• [Exercise task]:
In the SSD discussion, please state what capacity of OCZ Vertex the last poster installed in an M1330.

• [Document]:
## begin

I was wondering how the 7200rpm drives on the m1330 and m1530 compare to this.

I really don't want to notice a slowdown. In order to not be slower should I just sack up and upgrade to the 128gb SSD for $200?
post #2 of 6
I really overlook hard drive speed in most cases. You should look for some hdtach or hdtune benchmarks of the hard drive you're considering getting and comparing it to your current hard drives.
post #3 of 6
Quote:
Originally Posted by jcll2002 View Post

I was wondering how the 7200rpm drives on the m1330 and m1530 compare to this.
They don't from what I've seen.

If your going to buy an SSD,I urge you to research well,they are all not created equally and the fast one's are still very expensive,while some of the cheaper one's have questionable benefit's over HD's.
post #4 of 6
Notebook drives are in a whole different league to desktop ones. Even 7200rpm desktop drives are routinely faster than equivalent notebook drives, due to platter size alone. Notebooks generally are slower at IO as well, whether it be because of bus speeds, or chipsets. A good SSD might be as quick as a raptor, but I doubt that a cheap $200 128GB one would be (but correct me if I'm wrong). If you really need the speed, research and get a good SSD of your own... just be prepared to pay for it.

my .02
post #5 of 6
Thread Starter 
yeah i decided just to get a vertex and not worry about it.
post #6 of 6
I studied SSDs quite intensively. The Anandtech SSD Anthology article seemed objective enough to give an OCZ Vertex a try.....and Newegg had them on sale. Ended up getting a 30GB Vertex for my M1330 and it is simply amazing.

Attachment 17940

As you can see from the results of this Reboot timer script from Sevenforums.com the combination of Windows 7 (x64 build 7068 in this case) and a Vertex is simply amazing! Adobe Photoshop from click to ready to edit in less than 3 seconds.

Not having quite as good luck with another Vertex in a Dell Mini 10, though.

## end

Detection annotation rows
## begin

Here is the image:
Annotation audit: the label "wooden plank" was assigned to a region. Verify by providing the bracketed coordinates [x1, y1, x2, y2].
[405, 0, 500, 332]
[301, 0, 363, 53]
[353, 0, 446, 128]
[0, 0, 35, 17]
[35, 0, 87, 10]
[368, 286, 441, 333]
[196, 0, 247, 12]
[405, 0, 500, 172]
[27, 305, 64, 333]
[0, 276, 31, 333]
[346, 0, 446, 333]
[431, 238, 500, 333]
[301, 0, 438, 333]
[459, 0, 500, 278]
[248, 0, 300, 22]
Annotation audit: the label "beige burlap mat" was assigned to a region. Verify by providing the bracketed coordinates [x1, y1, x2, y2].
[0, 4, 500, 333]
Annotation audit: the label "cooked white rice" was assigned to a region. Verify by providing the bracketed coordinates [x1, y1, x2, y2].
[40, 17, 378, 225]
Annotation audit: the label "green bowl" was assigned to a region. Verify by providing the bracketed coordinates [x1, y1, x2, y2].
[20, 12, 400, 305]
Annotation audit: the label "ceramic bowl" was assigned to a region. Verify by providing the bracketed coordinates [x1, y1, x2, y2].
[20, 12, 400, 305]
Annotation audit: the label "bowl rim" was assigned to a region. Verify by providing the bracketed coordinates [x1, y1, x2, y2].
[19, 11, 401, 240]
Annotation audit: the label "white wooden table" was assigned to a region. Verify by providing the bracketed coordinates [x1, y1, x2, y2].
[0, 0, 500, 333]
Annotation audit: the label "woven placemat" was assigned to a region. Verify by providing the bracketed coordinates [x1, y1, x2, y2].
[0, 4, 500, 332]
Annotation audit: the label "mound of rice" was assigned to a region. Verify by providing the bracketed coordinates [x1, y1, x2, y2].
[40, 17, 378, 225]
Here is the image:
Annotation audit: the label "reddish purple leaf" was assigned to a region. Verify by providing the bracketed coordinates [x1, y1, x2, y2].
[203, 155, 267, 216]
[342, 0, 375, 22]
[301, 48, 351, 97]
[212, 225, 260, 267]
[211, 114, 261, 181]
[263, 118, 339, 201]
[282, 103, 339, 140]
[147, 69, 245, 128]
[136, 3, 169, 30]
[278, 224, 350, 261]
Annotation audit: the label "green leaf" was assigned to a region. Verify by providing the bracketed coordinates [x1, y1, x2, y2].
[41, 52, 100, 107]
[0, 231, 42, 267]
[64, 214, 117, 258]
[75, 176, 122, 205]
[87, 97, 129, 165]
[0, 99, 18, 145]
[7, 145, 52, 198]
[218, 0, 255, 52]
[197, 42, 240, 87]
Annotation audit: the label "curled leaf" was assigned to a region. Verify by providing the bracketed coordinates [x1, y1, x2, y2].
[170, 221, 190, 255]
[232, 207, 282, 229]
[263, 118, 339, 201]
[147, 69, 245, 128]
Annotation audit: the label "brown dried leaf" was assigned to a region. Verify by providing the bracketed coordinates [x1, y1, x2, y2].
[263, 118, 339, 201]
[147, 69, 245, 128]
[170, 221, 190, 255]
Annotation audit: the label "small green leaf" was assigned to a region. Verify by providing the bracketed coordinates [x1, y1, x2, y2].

## end

• [Expected answer]:
A 30GB Vertex.